━━ Kutipan Dokumen ━━
Pengalaman Faisal yang telah malang melintang di dunia lukis telah mengangkat namanya di sejumlah media. Beberapa waktu lalu misalnya, Faisal pernah tampil di sebuah acara pencarian bakat, berkolaborasi dengan Vina Candrawati—sang pelukis pasir. Faisal bercerita, bagaimana Denny Darko—suami Vina yang juga merupakan pelukis pasir datang ke kediamannya di daerah Karet, Jakarta Selatan, untuk mengutarakan maksudnya berkolaborasi dengan pelukis AMFPA. Sebenarnya, Faisal juga tidak terlalu mahir melukis pasir, tapi baginya tawaran ini menjadi tantangan tersendiri. Dengan persyaratan diberikan waktu untuk berinteraksi dan berlatih terlebih dulu bersama Vina, Faisal pun menerima tawaran tersebut. “Selain itu, saya juga mengatakan agar tawaran ini bukan eksploitasi semata. Saya ingin diberikan kesempatan untuk bisa menyisipkan isu-isu disabilitas pada saat acara berlangsung,” cerita pria yang juga merupakan aktivis hak-hak disabilitas itu.
Kini, tak kurang dari 200 lukisan telah ia hasilkan. Tiap bulan, ia mengirimkan satu atau dua lukisan pada AMFPA. Royalti hasil penjualan tersebut pun bisa ia nikmati. Selain menerima pesanan lukisan secara individu, Faisal juga rajin mengikuti kegiatan demo lukis dan pameran di berbagai daerah, seperti Bandung, Jakarta, Solo, Yogyakarta, bahkan Jepang dan Singapura.
━━━
━━ Data yang Ditampilkan ━━
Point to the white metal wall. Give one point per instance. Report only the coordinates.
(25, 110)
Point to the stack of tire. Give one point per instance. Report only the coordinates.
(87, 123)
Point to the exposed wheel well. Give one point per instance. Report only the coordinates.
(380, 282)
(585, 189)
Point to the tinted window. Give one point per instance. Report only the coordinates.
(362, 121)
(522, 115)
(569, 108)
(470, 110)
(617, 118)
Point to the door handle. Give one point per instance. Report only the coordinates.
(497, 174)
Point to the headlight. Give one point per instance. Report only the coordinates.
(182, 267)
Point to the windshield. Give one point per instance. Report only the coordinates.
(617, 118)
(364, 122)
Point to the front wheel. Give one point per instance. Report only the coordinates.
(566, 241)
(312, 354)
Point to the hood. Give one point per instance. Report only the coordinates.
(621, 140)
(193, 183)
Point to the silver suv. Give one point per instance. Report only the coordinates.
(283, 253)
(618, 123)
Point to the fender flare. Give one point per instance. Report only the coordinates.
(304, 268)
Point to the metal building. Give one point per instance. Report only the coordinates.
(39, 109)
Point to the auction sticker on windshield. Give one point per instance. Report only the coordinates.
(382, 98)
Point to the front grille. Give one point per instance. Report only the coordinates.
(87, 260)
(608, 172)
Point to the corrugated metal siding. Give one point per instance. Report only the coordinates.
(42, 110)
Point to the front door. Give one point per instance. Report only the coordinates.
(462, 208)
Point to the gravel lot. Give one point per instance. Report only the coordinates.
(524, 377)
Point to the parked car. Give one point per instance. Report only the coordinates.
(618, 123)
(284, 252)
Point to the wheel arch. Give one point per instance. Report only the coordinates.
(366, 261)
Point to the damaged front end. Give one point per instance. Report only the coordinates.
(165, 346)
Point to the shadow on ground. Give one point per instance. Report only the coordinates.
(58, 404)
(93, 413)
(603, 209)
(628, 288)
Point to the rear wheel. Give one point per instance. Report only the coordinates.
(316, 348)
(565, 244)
━━━
Soal Latihan = Menurut kutipan tentang Faisal di atas, di daerah dan negara mana saja ia mengikuti demo lukis dan pameran? Sebutkan semuanya.

Hasil Latihan = Bandung, Jakarta, Solo, Yogyakarta, Jepang, dan Singapura.